BEGIN
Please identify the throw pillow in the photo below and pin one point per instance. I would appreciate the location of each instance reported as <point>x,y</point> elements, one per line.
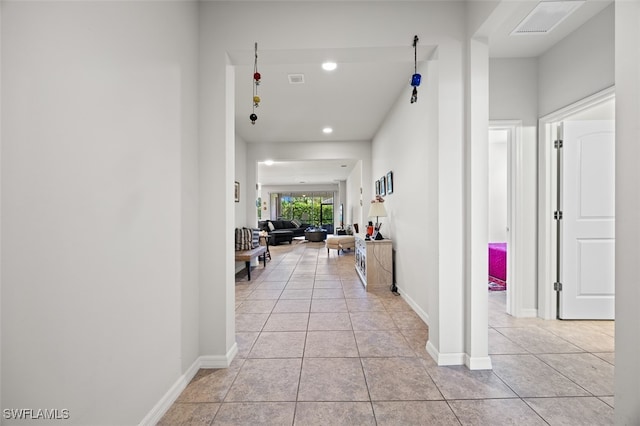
END
BEGIN
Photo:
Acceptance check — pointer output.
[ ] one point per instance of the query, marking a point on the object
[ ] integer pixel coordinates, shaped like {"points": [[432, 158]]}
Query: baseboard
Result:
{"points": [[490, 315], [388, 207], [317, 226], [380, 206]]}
END
Problem to solve:
Which lines of the data above contain "instance"? Copy each one.

Response area:
Please identify the throw pillow in the photo below and pin one point per instance. I would appreciate the location of each instance reported as <point>x,y</point> elements, one per line.
[ ] one point per instance of the query, marking a point on the object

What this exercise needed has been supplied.